>> START DATASET ENTRIES
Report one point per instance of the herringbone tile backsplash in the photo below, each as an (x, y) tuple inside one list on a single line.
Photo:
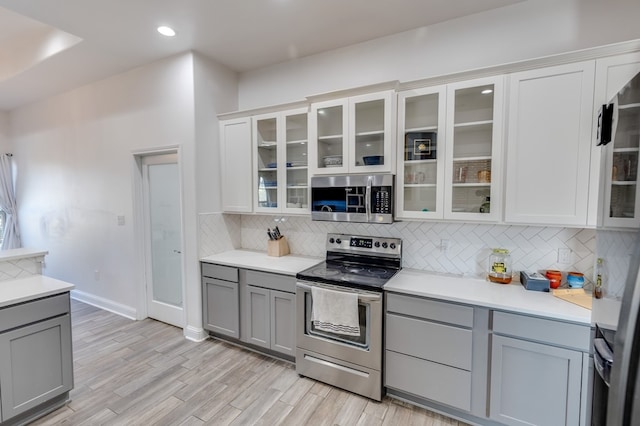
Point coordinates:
[(456, 248)]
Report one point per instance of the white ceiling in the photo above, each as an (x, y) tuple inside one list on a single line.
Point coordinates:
[(47, 47)]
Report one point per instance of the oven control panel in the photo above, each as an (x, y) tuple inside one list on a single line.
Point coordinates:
[(365, 244)]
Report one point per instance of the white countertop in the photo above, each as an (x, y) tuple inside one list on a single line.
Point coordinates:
[(20, 253), (29, 288), (605, 313), (511, 297), (259, 261)]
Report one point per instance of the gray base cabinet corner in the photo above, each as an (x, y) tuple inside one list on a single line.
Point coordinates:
[(221, 300), (430, 350), (532, 383), (256, 315), (538, 371), (283, 322), (269, 312), (257, 308), (36, 360)]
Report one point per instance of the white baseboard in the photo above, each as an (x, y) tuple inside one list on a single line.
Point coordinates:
[(106, 304), (195, 334)]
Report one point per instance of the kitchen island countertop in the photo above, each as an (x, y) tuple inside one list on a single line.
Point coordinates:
[(510, 297), (259, 261), (29, 288)]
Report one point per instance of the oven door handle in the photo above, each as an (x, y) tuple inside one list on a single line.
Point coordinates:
[(367, 199), (361, 296)]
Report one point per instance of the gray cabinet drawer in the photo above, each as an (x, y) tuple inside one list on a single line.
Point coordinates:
[(226, 273), (272, 281), (431, 341), (437, 382), (32, 311), (542, 330), (430, 309)]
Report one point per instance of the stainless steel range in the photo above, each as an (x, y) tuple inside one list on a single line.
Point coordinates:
[(339, 312)]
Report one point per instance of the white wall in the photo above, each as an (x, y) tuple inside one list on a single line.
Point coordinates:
[(216, 91), (5, 143), (75, 172), (526, 30)]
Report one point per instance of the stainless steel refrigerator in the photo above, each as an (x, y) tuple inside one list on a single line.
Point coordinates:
[(624, 391), (616, 386)]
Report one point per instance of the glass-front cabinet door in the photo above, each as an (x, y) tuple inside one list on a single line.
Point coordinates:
[(421, 140), (623, 196), (266, 179), (328, 121), (474, 143), (353, 135), (370, 133), (281, 164), (620, 88), (297, 161)]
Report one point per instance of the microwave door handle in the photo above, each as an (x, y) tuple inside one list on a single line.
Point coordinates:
[(367, 199)]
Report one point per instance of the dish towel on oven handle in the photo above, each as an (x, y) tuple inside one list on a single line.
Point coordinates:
[(335, 311)]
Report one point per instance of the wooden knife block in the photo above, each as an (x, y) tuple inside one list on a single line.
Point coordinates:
[(278, 248)]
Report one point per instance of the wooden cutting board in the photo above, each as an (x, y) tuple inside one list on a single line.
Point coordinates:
[(575, 295)]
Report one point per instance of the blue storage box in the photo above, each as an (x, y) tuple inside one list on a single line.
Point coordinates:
[(534, 281)]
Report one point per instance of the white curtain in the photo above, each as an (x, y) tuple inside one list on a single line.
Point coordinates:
[(8, 205)]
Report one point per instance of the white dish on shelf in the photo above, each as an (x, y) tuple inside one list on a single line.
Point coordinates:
[(332, 161)]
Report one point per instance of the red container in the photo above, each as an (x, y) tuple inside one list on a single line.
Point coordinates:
[(555, 278)]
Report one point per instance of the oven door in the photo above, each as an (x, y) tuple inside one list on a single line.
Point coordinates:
[(364, 350)]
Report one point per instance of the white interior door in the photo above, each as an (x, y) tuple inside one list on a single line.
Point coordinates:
[(163, 238)]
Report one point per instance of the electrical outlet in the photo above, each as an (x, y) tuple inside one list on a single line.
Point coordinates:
[(564, 255)]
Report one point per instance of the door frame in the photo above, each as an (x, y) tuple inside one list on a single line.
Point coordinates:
[(141, 232)]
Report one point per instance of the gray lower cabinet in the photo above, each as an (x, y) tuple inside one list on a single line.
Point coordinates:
[(256, 314), (36, 360), (429, 349), (537, 371), (269, 311), (255, 307), (221, 300)]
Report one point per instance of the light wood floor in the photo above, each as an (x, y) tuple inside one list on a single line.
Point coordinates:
[(145, 372)]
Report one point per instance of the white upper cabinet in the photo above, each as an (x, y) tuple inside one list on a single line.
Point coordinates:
[(618, 82), (473, 152), (421, 146), (281, 162), (449, 151), (236, 165), (353, 135), (549, 145)]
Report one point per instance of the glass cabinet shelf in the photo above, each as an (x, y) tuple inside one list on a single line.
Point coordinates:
[(422, 129), (476, 158), (330, 138), (474, 123), (408, 162), (473, 184), (629, 106), (420, 185)]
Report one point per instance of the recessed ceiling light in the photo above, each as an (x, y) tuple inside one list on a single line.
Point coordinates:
[(166, 31)]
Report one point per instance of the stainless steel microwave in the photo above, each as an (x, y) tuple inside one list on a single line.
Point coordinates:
[(353, 198)]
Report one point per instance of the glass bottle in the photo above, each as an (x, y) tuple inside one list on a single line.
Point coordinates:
[(599, 278), (500, 266)]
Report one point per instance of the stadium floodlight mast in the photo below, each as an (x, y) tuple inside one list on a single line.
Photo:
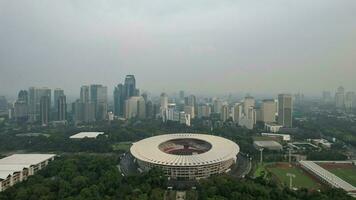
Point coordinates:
[(291, 176)]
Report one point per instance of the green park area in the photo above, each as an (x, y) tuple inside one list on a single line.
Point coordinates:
[(122, 146), (280, 171), (347, 174)]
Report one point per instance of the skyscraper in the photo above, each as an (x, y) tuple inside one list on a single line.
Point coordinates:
[(268, 110), (224, 114), (285, 109), (85, 94), (326, 97), (189, 110), (56, 94), (119, 100), (130, 86), (237, 112), (3, 103), (135, 107), (181, 96), (340, 98), (248, 102), (21, 106), (23, 96), (35, 95), (45, 105), (204, 110), (61, 108), (164, 106), (217, 106), (98, 96), (191, 100), (84, 108), (349, 100)]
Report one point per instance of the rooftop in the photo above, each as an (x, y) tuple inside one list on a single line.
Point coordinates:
[(17, 162), (82, 135), (25, 159)]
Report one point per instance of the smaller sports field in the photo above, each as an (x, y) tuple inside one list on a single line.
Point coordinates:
[(345, 171), (301, 180)]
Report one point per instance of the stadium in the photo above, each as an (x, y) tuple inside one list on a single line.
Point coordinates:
[(186, 156)]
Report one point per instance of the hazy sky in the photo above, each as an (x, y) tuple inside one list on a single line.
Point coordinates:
[(202, 46)]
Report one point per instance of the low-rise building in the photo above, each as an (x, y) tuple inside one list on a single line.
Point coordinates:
[(285, 137), (17, 167), (272, 127), (269, 145), (321, 142), (83, 135)]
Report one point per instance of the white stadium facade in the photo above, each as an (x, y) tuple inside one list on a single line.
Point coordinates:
[(186, 155)]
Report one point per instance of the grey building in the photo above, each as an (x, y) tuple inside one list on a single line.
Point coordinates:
[(62, 108), (45, 105), (285, 109)]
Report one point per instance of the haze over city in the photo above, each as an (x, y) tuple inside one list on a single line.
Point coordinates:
[(204, 47)]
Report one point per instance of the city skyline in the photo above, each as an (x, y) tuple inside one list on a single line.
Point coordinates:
[(227, 45)]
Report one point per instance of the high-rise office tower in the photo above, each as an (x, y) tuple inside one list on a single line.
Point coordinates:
[(217, 105), (237, 112), (21, 106), (150, 110), (268, 110), (349, 100), (204, 110), (130, 86), (340, 98), (135, 107), (326, 97), (119, 100), (285, 109), (248, 102), (23, 96), (164, 106), (35, 95), (3, 103), (224, 114), (61, 108), (181, 96), (98, 96), (45, 105), (84, 109), (85, 94), (189, 110), (56, 94), (249, 118), (191, 100)]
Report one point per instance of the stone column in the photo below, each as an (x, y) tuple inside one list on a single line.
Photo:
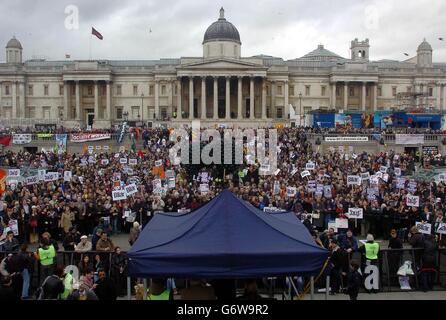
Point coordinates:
[(65, 100), (14, 100), (239, 97), (96, 101), (272, 110), (345, 95), (191, 98), (375, 96), (78, 102), (108, 112), (287, 104), (363, 96), (228, 99), (264, 98), (251, 98), (215, 111), (179, 98), (444, 97), (157, 99), (333, 95), (203, 98), (21, 109)]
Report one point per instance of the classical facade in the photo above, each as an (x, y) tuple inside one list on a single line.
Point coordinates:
[(219, 87)]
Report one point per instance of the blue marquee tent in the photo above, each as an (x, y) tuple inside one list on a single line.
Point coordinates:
[(225, 238)]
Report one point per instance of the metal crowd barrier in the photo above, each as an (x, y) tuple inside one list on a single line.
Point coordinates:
[(390, 260)]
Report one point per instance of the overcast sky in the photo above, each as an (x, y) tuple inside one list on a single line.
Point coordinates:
[(282, 28)]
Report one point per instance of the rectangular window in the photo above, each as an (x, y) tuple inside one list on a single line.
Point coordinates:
[(135, 113), (46, 112), (352, 92), (30, 112), (119, 113)]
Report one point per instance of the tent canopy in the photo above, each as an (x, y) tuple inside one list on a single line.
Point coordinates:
[(225, 238)]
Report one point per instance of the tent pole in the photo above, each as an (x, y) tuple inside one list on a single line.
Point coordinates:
[(144, 281), (312, 287), (129, 289), (327, 287)]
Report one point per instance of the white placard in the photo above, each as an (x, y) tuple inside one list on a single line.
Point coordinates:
[(341, 223), (32, 180), (171, 183), (355, 213), (13, 172), (365, 176), (119, 194), (51, 176), (131, 189), (305, 173), (156, 183), (412, 201), (310, 166), (67, 176), (353, 180), (425, 228), (332, 225), (291, 191), (327, 192), (441, 228)]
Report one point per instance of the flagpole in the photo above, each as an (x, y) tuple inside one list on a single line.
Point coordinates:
[(90, 46)]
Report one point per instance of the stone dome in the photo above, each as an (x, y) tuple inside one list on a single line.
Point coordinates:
[(222, 30), (14, 44)]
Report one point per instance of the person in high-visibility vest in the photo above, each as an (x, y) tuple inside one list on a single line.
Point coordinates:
[(371, 250), (46, 254), (158, 290)]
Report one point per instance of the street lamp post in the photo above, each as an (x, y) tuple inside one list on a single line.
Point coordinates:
[(142, 107), (300, 109)]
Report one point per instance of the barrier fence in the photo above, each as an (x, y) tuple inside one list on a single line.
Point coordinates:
[(390, 260)]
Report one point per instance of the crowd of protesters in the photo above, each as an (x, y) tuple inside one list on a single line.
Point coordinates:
[(80, 211)]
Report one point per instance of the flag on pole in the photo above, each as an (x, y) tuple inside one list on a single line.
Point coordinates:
[(96, 33)]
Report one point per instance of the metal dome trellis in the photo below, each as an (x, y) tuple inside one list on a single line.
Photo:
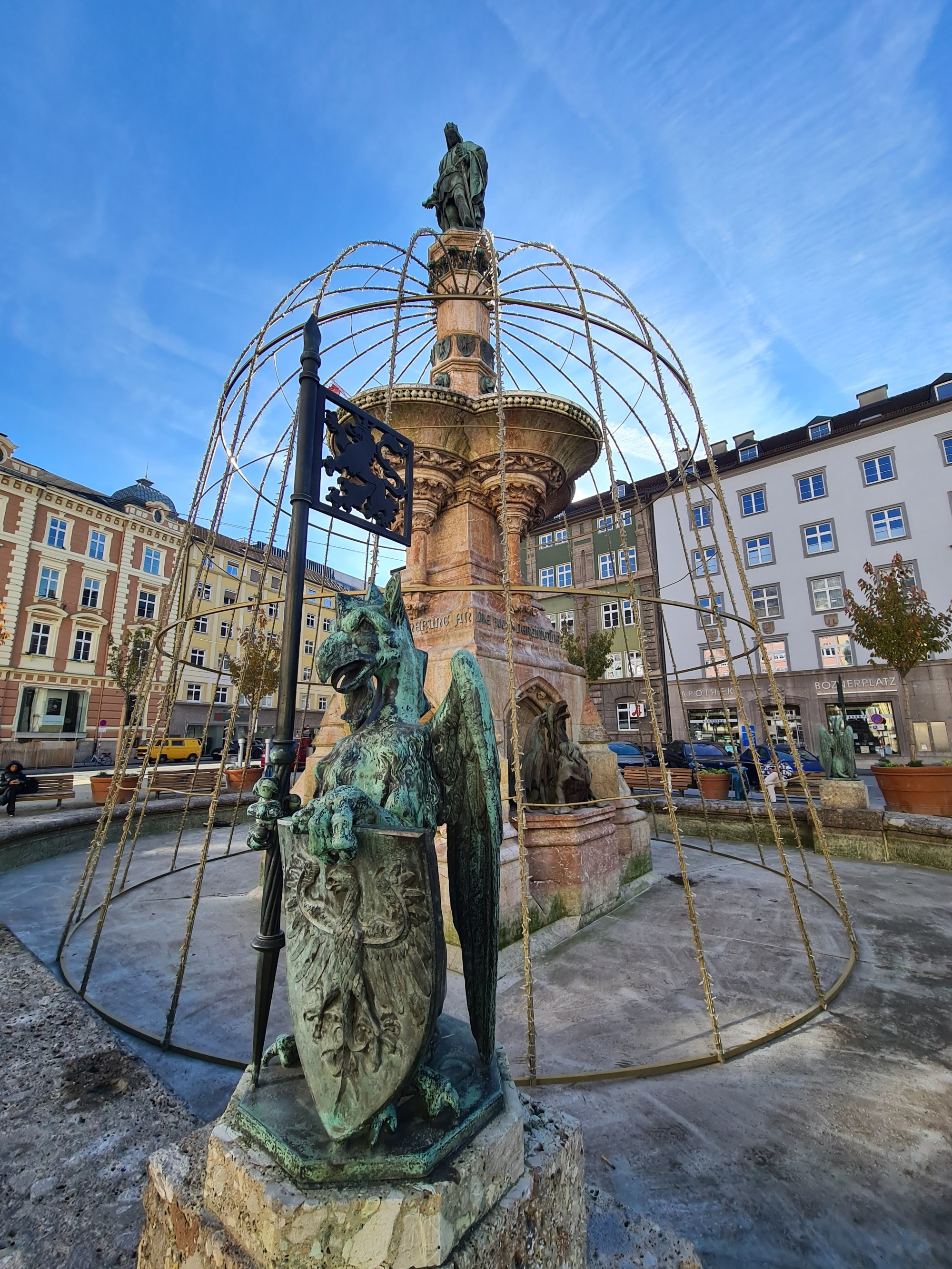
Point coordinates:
[(559, 330)]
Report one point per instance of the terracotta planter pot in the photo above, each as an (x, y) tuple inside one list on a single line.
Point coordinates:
[(99, 784), (240, 780), (917, 790), (716, 787)]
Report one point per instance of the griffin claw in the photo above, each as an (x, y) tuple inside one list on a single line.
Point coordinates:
[(285, 1049), (437, 1093), (385, 1119)]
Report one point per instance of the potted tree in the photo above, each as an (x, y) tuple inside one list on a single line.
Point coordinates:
[(714, 782), (126, 664), (254, 672), (901, 629)]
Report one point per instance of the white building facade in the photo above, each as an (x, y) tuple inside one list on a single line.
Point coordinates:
[(809, 508)]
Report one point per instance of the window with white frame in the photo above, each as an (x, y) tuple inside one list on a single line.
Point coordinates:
[(707, 615), (758, 551), (56, 534), (753, 503), (827, 593), (706, 561), (888, 523), (776, 651), (83, 646), (836, 651), (49, 583), (819, 538), (767, 601), (879, 469), (629, 712), (812, 486), (40, 640), (715, 660)]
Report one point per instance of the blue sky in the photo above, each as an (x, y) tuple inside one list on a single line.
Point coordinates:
[(770, 182)]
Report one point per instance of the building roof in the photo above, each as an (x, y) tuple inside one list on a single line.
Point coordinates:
[(901, 406), (143, 494)]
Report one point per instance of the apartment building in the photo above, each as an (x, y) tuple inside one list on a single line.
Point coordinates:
[(225, 578), (583, 549), (809, 508), (75, 566)]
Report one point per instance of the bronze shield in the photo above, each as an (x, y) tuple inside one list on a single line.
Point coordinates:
[(366, 966)]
>> END DATASET ENTRIES
▸ GIVEN PROBLEM
Rescale the point coordinates in the answers of these items. Begin at the line that contains "Report one point per instance of the street" and stop after the line that contains "[(80, 211)]". Write out every line in that span again, including the requests, and multiply each coordinate in the answers by 0.5, rounding to whole numbers with halves rounded up.

▸ REPLY
Report one point per instance of the street lamp post in the photo above, each as an (x, y) tuple inside one list on a single line.
Point coordinates:
[(71, 54), (150, 55)]
Report one point per instance of the barrier fence in the photo above, each as an (x, y) tuple inside one list on a single line.
Point coordinates:
[(195, 130)]
Report one point per instance of the crowd of protesters in the photo above, each as an (x, y) tuple inside one list on a single line.
Point coordinates:
[(40, 106)]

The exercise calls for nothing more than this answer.